Saw a T for 13 years over a 17-year period—from 23 to 40. 3 years out of town + some breaks = the other 4 years. Went through a hell of a lot.

Had really painful termination in 2004—abrupt termination by her Walked into session, was told that was it; that was it. It’s too long a story, but of the things going on I wasn’t told--initially why she was terminating, other than that it was unethical to keep seeing me She ended up giving a few different reasons—to me and to my p-doc. T said I could call her to help me transition to someone else—she provided references. Talked once about an admin matter of the termination. 2nd time she told me she c/wouldn’t talk on the phone again, but could write. Wrote a couple of things re: more admin issues, then told she won’t read anything else. Though I was crushed and furious, all of that communication from me was polite, balanced—not harangues. I had my p-doc go over it before I sent it.

After a few months I requested my records, initially just for the immediate period—2 months—until termination. The records I got were incomplete, and had my p-doc request on my behalf the rest of that period—rec’d what supposedly was all of them. I then requested everything, consistent with state law, HIPAA, and APA. I was considering taking action with APA and state board—won’t explain the grounds for that, and when she asked why I wanted them, I mentioned that as one reason. She said she’d send them to me. Got a letter sayign she wouldn’t release them to me because it could be harmful to my mental health. T’s here are required to release to a 3rd party mental health professional if requested—with patient permission, so she sent them to him. I didn’t push him to go through them immediately b/c I was so conflicted about reading them and pursuing any action was something I decided not to pursue.

That p-doc released all of them to me in fall 2006 when he left practice. He didn’t see anything that might be harmful to me.

Now I’ve had them since fall 2006 without reading them, and want to read them now.

I’m afraid that I might get really bent out of shape by stuff in there. Who knows what she wrote? I went thru some really, really heavy stuff. I finally feel like I want to put it behind me and finally read them. But I don’t have anyone in my life to talk to about this stuff or lean on if I do get really knocked around psychologically and emotionally.

The fear is about what she might have said, not with the underlying issues or with what I might have said or done back then—that’s cool with me. But due to the horrible termination situation—I was messed up for about 9 months, and it’s kept me from getting a new T—absolute lack of trust in them and the process (though I saw someone for 5 sessions last winter; we just didn’t click and she did psychoanalysis, not what I want/need—that was 3 years after termination with initial T). After having massive abandonment issues with parents, and 17 years with a T who says she’ll never abandon me, she did—in my eyes.

I don’t even know if the records are complete—as she withheld some the first time around.

Any advice from others on reading your records like this? Coping measures? I’m determined to do it—after 3.5 years of lead-up time since originally requesting them and almost 2 years of personally having them. I’m seriously thinking about getting back into therapy, but first I have to move on. Closure. From that earlier stuff. If I don’t, I’ll ruminate about what’s in there forever. That’s the way I am; know thyself, and that’s just how I am.

Been there/done that? Wisdom? Resources?

Collected data
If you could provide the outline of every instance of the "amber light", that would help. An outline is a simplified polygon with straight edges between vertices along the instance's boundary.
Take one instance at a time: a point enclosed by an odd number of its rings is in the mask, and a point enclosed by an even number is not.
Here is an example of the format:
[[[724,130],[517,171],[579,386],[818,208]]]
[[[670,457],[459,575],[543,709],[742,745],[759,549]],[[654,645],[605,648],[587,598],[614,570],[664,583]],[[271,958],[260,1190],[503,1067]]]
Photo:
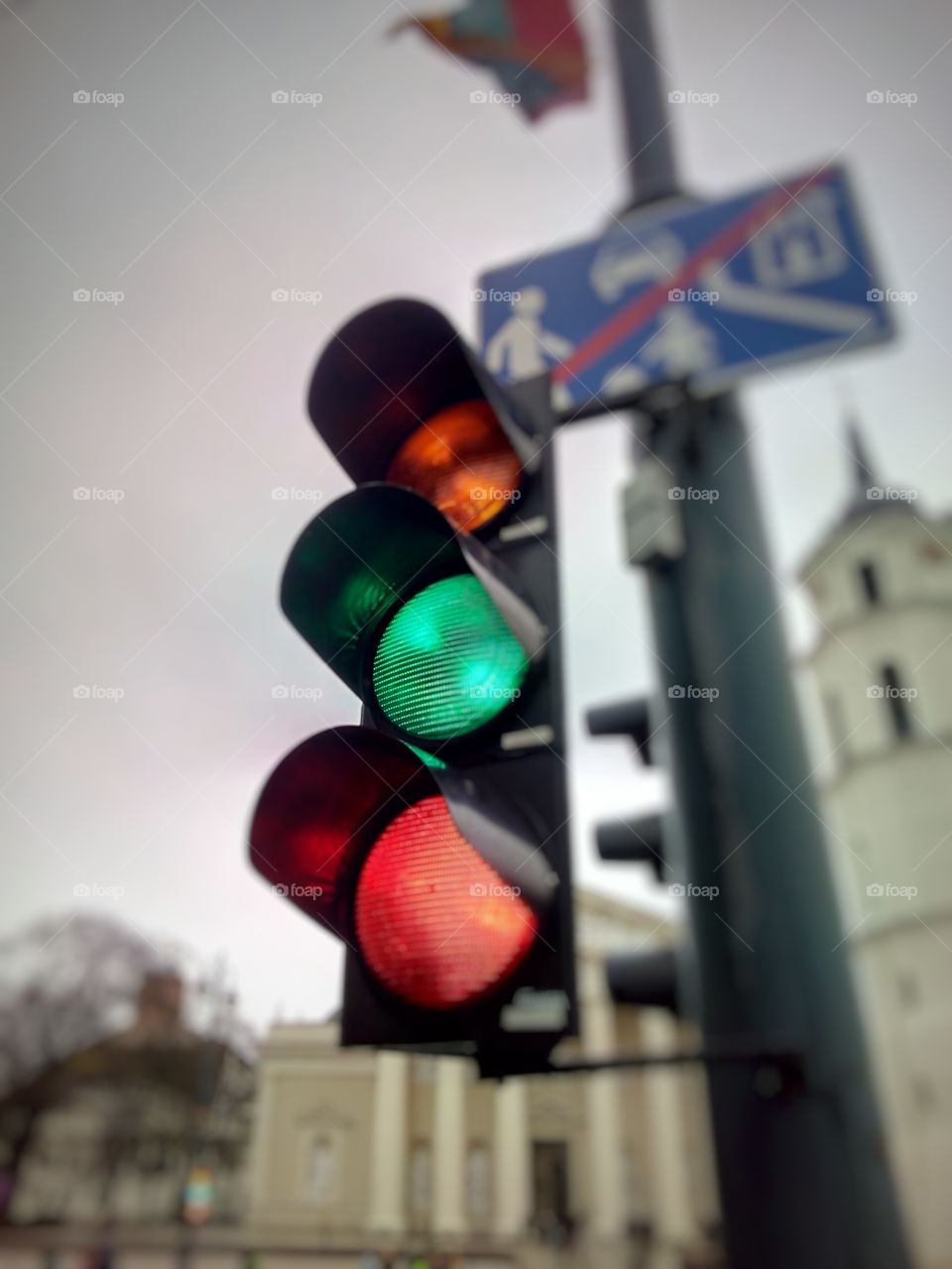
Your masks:
[[[357,882],[357,942],[393,995],[420,1009],[471,1004],[499,986],[536,940],[518,886],[459,832],[442,797],[402,811]]]
[[[486,401],[462,401],[411,431],[387,472],[471,532],[518,497],[522,464]]]

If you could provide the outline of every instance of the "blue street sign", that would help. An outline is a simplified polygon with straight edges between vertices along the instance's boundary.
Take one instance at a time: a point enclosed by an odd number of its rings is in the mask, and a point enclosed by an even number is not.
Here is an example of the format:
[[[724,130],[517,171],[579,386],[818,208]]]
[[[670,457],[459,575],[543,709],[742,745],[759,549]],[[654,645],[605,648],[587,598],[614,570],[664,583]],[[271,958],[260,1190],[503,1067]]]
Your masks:
[[[843,168],[718,203],[636,211],[602,237],[490,269],[481,340],[503,383],[552,371],[565,416],[652,383],[713,392],[892,338]]]

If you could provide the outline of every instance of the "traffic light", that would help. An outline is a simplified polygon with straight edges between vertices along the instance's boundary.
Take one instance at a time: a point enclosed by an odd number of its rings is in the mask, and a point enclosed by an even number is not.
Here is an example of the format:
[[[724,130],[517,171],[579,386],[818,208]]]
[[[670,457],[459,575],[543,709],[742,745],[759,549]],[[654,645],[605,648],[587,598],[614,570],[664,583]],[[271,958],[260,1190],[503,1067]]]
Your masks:
[[[645,766],[655,760],[651,707],[645,697],[595,706],[585,716],[592,736],[630,736]],[[673,876],[673,825],[670,816],[647,812],[595,826],[595,849],[605,863],[646,863],[655,881]],[[677,890],[678,887],[671,887]],[[680,887],[684,890],[684,887]],[[692,995],[691,953],[679,948],[642,948],[605,957],[605,982],[619,1005],[684,1011]]]
[[[362,720],[278,764],[253,864],[347,945],[341,1043],[545,1068],[578,1029],[547,378],[504,395],[396,299],[331,339],[308,411],[357,487],[281,605]]]

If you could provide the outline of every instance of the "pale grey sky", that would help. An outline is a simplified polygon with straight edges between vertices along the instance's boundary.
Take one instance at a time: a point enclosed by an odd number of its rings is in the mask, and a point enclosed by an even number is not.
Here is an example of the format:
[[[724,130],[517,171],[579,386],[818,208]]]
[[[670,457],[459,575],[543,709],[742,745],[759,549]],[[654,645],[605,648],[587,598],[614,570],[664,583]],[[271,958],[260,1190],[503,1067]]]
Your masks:
[[[226,950],[259,1024],[278,1005],[334,1005],[338,945],[268,892],[242,845],[277,759],[357,717],[278,612],[314,505],[272,490],[347,487],[303,392],[354,310],[416,294],[472,334],[484,265],[595,233],[626,201],[609,23],[599,0],[578,8],[592,100],[534,128],[471,103],[486,74],[414,34],[387,41],[399,3],[0,8],[5,931],[98,905]],[[720,95],[673,108],[685,183],[716,197],[835,154],[887,284],[918,294],[895,345],[744,386],[791,579],[844,496],[844,388],[890,481],[927,509],[952,490],[952,11],[658,9],[668,86]],[[322,100],[275,105],[281,89]],[[918,100],[869,105],[873,89]],[[321,299],[275,305],[279,287]],[[124,298],[77,303],[80,288]],[[638,895],[637,877],[593,860],[589,827],[651,805],[663,777],[581,731],[586,706],[651,681],[641,580],[619,563],[626,456],[612,419],[559,442],[578,876]],[[809,617],[798,600],[787,610],[802,646]],[[322,695],[274,699],[278,684]],[[83,699],[77,685],[124,694]],[[76,900],[77,883],[123,893]]]

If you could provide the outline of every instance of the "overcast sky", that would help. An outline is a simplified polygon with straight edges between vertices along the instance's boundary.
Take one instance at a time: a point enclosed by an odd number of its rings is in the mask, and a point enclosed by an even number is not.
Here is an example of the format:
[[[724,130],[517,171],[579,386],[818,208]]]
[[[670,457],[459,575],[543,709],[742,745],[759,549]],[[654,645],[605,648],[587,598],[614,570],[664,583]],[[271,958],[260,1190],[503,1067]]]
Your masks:
[[[836,155],[886,283],[916,296],[892,346],[744,386],[790,588],[845,497],[844,396],[885,480],[925,510],[952,489],[952,10],[658,9],[668,89],[718,96],[673,107],[685,184],[726,195]],[[242,844],[278,758],[357,718],[275,602],[314,506],[273,489],[347,489],[305,415],[312,362],[391,294],[475,332],[484,265],[597,233],[628,197],[598,0],[581,11],[592,99],[536,127],[471,103],[485,72],[415,33],[388,41],[404,16],[383,0],[0,8],[0,926],[100,909],[223,949],[259,1024],[339,992],[338,945],[269,893]],[[322,100],[273,104],[278,90]],[[83,288],[124,298],[74,301]],[[275,288],[321,299],[275,305]],[[642,584],[619,562],[621,423],[566,431],[559,462],[578,876],[635,896],[637,877],[593,862],[589,830],[650,805],[660,779],[581,731],[589,704],[652,674]],[[786,610],[802,647],[809,617]],[[77,900],[81,883],[122,895]]]

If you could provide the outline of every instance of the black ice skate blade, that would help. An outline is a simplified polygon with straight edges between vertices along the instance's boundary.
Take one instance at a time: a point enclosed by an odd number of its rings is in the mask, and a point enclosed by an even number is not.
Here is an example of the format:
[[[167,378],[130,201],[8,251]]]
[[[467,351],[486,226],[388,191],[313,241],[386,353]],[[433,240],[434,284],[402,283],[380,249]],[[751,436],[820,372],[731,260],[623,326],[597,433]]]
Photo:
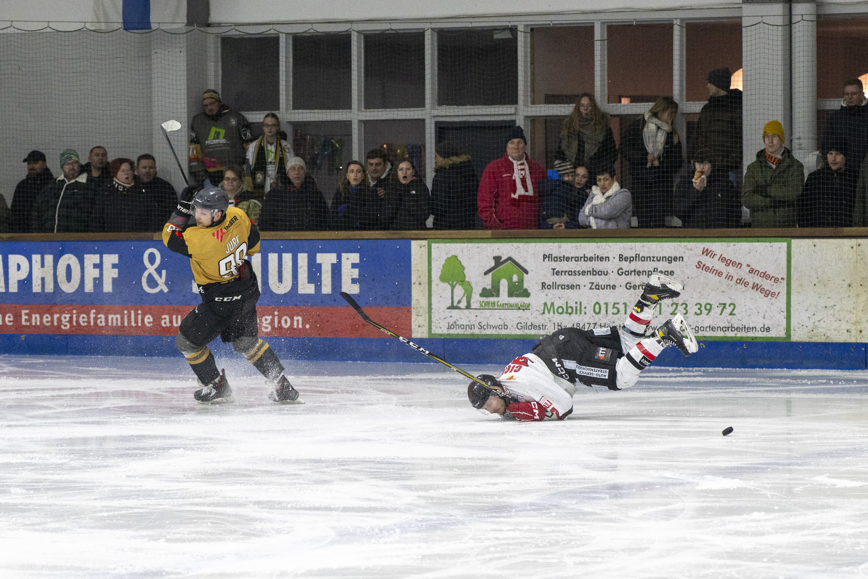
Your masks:
[[[271,400],[271,398],[268,398]],[[271,400],[272,402],[279,405],[303,405],[305,401],[300,398],[295,398],[294,400]]]
[[[197,404],[201,404],[206,406],[210,406],[214,405],[229,405],[229,404],[234,404],[234,402],[235,398],[234,397],[232,396],[228,396],[223,398],[214,398],[214,400],[196,400]]]

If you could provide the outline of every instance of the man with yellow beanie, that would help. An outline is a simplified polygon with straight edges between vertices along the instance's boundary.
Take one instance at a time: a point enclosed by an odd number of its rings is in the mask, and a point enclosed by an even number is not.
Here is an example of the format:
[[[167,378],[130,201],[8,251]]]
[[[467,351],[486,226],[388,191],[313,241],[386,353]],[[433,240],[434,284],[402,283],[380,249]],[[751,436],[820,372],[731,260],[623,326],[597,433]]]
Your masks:
[[[766,148],[747,166],[741,202],[751,210],[751,227],[795,227],[805,168],[784,147],[780,122],[766,122],[762,140]]]

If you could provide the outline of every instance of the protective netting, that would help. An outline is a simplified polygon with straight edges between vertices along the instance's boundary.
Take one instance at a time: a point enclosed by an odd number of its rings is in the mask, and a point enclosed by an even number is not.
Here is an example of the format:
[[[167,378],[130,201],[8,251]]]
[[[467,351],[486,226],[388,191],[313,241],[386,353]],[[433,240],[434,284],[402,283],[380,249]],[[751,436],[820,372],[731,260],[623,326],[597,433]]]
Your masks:
[[[3,34],[0,230],[159,230],[186,186],[167,135],[194,186],[223,187],[266,231],[868,225],[868,18],[792,6]],[[46,161],[22,180],[31,150]]]

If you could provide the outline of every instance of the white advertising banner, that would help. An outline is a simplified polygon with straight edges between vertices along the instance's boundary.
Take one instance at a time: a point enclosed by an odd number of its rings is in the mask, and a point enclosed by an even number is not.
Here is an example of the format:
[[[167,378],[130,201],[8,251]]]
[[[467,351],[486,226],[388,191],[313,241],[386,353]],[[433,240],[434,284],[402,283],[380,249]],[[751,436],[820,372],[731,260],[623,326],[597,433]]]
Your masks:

= Work task =
Please answer these questions about the post above:
(a) For how many years did the writer see the first therapist, and over what span of the writer's age?
(b) When did the writer's p-doc release the records to the writer?
(c) How many sessions did the writer have with the therapist seen last winter?

= Your response =
(a) 13 years, over a 17-year period from age 23 to 40.
(b) In fall 2006, when he left practice.
(c) 5 sessions.